Raw records:
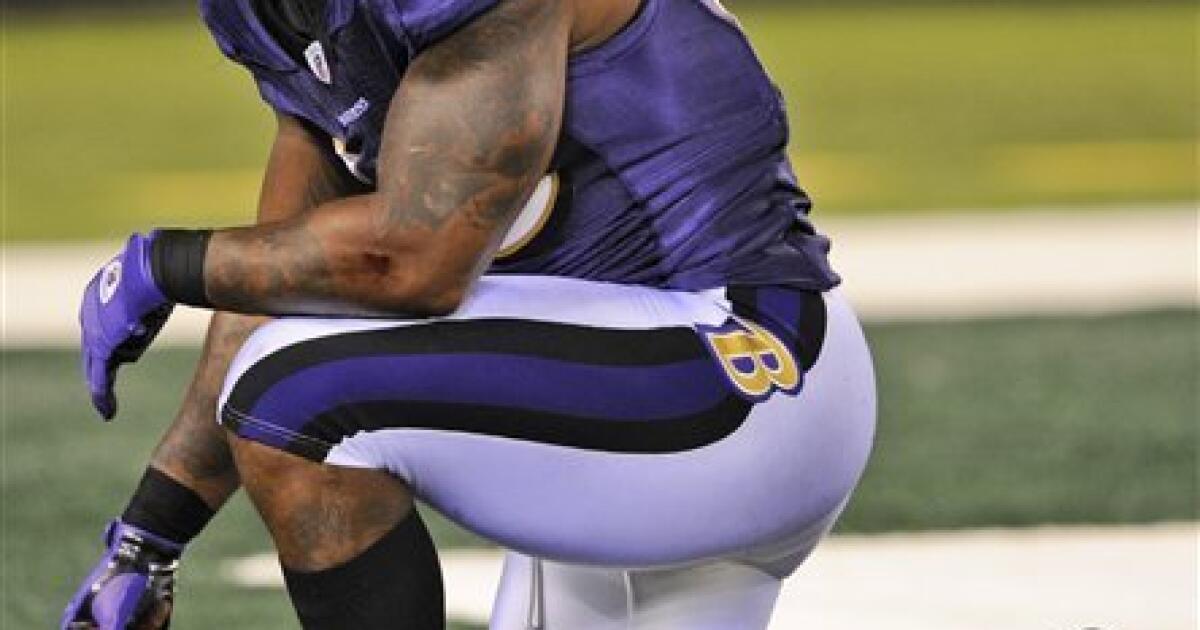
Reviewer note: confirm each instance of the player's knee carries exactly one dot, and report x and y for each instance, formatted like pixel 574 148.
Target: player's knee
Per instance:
---
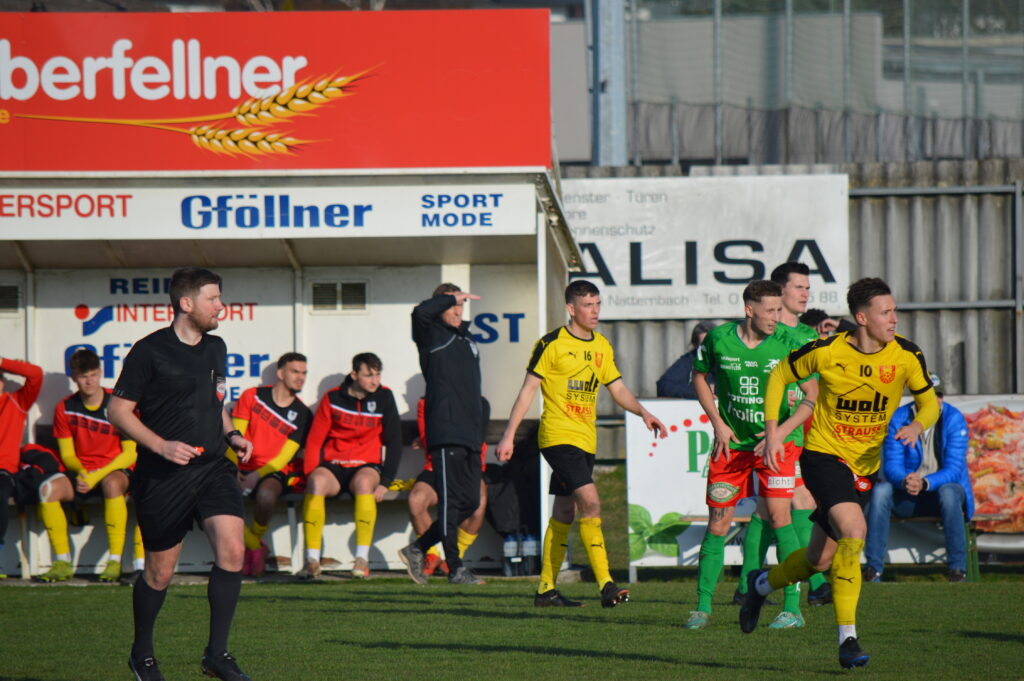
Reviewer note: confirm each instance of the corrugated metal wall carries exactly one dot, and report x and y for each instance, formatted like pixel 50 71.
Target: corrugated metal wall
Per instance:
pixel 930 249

Work to be completed: Count the lines in the material above that contain the word "each", and reply with only that number.

Response: 2